(Data supplied Opens)

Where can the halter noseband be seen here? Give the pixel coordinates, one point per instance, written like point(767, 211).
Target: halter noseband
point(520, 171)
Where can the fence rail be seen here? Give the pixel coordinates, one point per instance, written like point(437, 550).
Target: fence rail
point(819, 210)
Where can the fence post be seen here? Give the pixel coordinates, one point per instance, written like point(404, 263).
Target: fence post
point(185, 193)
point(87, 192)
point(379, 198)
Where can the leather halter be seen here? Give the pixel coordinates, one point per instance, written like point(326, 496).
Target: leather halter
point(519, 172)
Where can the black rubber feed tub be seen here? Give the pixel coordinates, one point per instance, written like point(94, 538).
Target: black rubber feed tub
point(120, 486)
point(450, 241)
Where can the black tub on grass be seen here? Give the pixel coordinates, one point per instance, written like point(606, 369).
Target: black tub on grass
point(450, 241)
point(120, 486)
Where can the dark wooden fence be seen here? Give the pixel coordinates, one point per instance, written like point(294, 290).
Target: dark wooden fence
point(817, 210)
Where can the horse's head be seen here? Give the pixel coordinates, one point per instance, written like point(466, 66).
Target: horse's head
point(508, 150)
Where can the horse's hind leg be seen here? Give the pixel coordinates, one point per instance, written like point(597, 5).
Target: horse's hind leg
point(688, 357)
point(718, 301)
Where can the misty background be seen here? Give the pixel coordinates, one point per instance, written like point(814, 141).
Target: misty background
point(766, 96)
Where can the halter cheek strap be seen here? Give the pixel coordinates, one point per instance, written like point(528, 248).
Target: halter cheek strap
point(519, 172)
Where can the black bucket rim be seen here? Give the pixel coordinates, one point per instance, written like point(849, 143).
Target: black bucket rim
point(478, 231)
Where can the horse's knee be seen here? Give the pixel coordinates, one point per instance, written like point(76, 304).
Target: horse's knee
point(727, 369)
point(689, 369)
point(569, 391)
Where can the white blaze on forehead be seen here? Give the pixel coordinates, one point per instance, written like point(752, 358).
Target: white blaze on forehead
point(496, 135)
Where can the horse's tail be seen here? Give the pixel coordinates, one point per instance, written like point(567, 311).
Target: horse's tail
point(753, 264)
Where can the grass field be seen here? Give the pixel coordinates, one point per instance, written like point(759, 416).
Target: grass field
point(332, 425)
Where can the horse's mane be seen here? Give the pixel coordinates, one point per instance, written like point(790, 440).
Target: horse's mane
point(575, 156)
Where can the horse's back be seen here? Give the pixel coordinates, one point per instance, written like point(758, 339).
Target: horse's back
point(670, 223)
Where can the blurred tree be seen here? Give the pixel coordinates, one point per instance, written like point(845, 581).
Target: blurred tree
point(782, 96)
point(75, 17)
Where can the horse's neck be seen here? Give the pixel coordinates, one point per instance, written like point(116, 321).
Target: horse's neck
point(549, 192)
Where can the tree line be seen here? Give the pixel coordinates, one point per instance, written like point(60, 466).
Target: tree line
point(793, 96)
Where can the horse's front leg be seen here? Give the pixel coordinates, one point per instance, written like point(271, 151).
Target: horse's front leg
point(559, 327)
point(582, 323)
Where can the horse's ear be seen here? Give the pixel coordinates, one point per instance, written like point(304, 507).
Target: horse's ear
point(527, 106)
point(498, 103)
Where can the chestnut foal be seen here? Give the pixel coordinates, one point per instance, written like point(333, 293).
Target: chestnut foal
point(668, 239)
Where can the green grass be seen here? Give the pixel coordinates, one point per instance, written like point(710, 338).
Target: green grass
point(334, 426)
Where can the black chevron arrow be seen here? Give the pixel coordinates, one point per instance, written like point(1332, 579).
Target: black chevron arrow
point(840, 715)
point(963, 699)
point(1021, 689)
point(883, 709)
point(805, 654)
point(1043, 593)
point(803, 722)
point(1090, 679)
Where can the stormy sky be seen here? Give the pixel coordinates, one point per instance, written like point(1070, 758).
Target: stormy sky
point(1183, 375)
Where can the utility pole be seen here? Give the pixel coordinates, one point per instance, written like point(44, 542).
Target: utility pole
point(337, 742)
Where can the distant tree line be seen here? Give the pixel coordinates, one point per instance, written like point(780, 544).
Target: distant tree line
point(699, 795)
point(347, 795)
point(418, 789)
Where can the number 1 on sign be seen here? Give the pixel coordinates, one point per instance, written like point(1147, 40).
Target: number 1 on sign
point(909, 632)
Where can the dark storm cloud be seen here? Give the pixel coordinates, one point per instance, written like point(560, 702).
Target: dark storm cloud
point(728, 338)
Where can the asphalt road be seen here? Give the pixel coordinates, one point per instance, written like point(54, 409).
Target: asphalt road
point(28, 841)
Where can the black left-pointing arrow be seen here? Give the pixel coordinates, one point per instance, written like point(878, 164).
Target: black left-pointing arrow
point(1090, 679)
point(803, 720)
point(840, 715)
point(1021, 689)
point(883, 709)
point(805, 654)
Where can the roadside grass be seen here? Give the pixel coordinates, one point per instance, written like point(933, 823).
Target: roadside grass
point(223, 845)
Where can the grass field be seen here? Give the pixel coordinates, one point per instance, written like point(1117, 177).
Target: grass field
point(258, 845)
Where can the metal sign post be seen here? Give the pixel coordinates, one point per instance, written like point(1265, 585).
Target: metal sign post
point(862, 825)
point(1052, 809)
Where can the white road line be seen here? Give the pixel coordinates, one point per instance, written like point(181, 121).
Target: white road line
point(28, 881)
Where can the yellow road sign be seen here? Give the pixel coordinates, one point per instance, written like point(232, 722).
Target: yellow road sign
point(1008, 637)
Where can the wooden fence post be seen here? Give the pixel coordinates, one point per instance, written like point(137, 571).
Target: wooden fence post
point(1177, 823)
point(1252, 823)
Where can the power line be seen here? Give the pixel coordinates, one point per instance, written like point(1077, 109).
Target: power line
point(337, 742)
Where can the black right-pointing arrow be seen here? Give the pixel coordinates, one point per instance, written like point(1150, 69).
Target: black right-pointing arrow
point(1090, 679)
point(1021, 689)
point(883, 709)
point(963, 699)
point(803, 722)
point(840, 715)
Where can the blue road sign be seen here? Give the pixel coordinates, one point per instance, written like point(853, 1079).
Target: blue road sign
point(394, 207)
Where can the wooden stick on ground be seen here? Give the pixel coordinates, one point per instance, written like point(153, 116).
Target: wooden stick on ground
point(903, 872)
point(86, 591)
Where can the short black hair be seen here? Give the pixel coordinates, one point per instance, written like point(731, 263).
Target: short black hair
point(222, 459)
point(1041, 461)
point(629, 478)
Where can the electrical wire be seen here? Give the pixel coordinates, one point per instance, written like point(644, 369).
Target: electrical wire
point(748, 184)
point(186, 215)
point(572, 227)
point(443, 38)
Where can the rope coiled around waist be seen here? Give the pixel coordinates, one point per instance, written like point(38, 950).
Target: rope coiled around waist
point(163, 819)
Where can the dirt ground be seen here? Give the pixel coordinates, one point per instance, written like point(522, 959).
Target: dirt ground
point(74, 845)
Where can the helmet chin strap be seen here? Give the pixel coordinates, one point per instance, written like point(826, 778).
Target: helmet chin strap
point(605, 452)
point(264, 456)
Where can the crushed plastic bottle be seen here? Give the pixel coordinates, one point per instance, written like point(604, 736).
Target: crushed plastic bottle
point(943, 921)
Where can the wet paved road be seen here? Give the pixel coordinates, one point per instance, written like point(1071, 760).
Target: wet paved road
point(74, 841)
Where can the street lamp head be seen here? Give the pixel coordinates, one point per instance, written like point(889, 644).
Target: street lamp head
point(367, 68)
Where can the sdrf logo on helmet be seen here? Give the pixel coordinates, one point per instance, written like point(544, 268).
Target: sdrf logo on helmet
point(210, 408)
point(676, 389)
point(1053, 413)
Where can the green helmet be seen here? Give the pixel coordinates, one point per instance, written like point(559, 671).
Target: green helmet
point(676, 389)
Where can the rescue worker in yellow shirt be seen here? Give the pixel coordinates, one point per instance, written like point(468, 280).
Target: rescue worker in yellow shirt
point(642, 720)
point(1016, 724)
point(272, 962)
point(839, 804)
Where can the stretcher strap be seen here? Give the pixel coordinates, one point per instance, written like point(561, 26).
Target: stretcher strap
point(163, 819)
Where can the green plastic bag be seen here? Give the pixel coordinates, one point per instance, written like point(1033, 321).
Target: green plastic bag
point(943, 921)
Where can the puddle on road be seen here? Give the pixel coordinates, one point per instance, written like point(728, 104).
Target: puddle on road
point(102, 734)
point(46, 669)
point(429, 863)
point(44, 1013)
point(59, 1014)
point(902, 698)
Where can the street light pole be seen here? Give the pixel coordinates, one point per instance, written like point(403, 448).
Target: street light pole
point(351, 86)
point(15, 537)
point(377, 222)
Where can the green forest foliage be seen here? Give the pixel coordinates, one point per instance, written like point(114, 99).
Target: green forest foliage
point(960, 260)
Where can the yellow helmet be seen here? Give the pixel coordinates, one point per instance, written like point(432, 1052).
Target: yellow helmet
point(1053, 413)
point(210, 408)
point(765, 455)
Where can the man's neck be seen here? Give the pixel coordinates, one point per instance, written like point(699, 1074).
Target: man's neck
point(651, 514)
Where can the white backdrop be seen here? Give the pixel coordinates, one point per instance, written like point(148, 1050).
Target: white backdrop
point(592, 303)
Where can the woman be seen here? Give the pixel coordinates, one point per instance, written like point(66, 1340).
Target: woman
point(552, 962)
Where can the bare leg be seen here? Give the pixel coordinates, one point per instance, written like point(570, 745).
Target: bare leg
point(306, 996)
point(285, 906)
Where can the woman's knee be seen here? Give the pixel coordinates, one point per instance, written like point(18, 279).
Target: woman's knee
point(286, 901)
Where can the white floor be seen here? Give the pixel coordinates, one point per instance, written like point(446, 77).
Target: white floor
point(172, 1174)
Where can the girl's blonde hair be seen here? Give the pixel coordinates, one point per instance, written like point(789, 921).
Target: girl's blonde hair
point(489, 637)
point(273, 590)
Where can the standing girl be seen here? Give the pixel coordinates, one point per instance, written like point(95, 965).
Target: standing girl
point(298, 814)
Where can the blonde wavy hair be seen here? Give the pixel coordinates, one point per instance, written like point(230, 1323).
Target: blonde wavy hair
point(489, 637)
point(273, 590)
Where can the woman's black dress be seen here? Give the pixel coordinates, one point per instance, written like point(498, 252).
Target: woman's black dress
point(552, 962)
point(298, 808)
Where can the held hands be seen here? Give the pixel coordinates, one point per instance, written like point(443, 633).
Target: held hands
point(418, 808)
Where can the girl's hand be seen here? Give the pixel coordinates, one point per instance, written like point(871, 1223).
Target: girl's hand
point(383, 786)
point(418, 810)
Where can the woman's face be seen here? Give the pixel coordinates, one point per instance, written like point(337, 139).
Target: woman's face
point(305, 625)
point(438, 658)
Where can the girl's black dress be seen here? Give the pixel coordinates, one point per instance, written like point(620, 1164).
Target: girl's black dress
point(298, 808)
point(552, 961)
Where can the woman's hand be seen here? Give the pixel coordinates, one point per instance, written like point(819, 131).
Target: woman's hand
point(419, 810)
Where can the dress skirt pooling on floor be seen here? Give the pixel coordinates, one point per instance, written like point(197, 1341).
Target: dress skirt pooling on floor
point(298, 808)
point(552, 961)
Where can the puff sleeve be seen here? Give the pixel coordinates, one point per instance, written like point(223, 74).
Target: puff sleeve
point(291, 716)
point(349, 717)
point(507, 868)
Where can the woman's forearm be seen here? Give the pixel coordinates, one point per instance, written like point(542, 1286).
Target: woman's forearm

(Data supplied Closes)

- What the exercise asks
From the records above, print only the lines between the one holding "Target: stretcher strap" and the one holding "Where can the green forest", inclusive, exactly as they stand.

- Answer for the task
Target: stretcher strap
point(163, 819)
Where can the green plastic bag be seen here? Give the pixel coordinates, one point per instance, written like point(1033, 321).
Target: green plastic bag
point(943, 921)
Where can the puddle on road be seen here? Give the pixel coordinates, one point per instance, written like point(728, 104).
Target: puddle on road
point(102, 734)
point(46, 669)
point(429, 863)
point(44, 1013)
point(59, 1014)
point(902, 698)
Where can the street light pole be seen here? Give the pixel coordinates, one point per instance, written like point(403, 448).
Target: street light pole
point(351, 86)
point(15, 537)
point(377, 222)
Where can the green forest foliage be seen here? Give the pixel coordinates, one point per instance, written like point(114, 99).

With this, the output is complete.